The Center for Democracy and Technology supports universal
content control. -- Seth


-------- Original Message --------
Subject: [Politech] Center for Democracy and Technology won't
opposebroadcast flag [ip]
Date: Wed, 24 Aug 2005 09:15:24 -0600
From: Declan McCullagh <address@hidden>
To: address@hidden

Background on broadcast flag:
http://www.politechbot.com/2005/05/06/appeals-court-tosses/

Public Knowledge's disagreement with CDT on the broadcast flag:
http://news.com.com/5208-12-0.html?forumID=1&threadID=8996&messageID=64541

---

http://news.com.com/2061-10796_3-5842143.html
August 23, 2005 12:06 PM PDT

An array of non-profit groups including the Electronic Frontier
Foundation, Public Knowledge, and the American Library
Association spent years fighting the idea of a "broadcast flag,"
a federal regulation that would have outlawed many digital TV
receivers and tuner cards starting July 1.

They won. In May, a federal appeals court unceremoniously tossed
out the Federal Communications Commission's regulations.

But now one non-profit advocacy group is breaking ranks with its
usual allies and handing Congress a road map to reinstating the
broadcast flag. The idea is to reduce piracy of digital TV by
prohibiting the manufacture of computer and video hardware that
doesn't sport copy protection technology.

__TASKS TO COMPLETE__
1. In the broadcast flag passage, what would the "broadcast flag" regulation have outlawed?
2. Write out the broadcast flag passage from "An array of" up to and including "copy protection technology.".
3. Translate this sentence from the broadcast flag passage into Spanish: "In May, a federal appeals court unceremoniously tossed out the Federal Communications Commission's regulations."
The rows that come next are taken from a separate source.

__SUPPLIED MATERIAL__
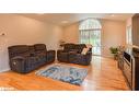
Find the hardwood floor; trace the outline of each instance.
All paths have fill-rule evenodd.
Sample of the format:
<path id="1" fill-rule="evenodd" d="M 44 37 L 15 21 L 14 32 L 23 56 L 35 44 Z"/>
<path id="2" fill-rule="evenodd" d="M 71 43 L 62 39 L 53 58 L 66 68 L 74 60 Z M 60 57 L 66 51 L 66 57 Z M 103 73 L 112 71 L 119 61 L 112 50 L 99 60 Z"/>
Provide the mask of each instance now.
<path id="1" fill-rule="evenodd" d="M 50 78 L 38 77 L 35 74 L 35 71 L 45 69 L 49 65 L 27 74 L 20 74 L 13 71 L 2 72 L 0 73 L 0 86 L 13 88 L 12 90 L 48 91 L 129 90 L 121 71 L 117 68 L 116 61 L 113 59 L 93 56 L 92 63 L 90 66 L 79 66 L 72 63 L 63 65 L 89 69 L 89 73 L 81 86 L 53 80 Z"/>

__FULL ANSWERS__
1. It would have outlawed many digital TV receivers and tuner cards starting July 1.

2.
An array of non-profit groups including the Electronic Frontier
Foundation, Public Knowledge, and the American Library
Association spent years fighting the idea of a "broadcast flag,"
a federal regulation that would have outlawed many digital TV
receivers and tuner cards starting July 1.

They won. In May, a federal appeals court unceremoniously tossed
out the Federal Communications Commission's regulations.

But now one non-profit advocacy group is breaking ranks with its
usual allies and handing Congress a road map to reinstating the
broadcast flag. The idea is to reduce piracy of digital TV by
prohibiting the manufacture of computer and video hardware that
doesn't sport copy protection technology.

3. En mayo, un tribunal federal de apelaciones desechó sin contemplaciones las regulaciones de la Comisión Federal de Comunicaciones.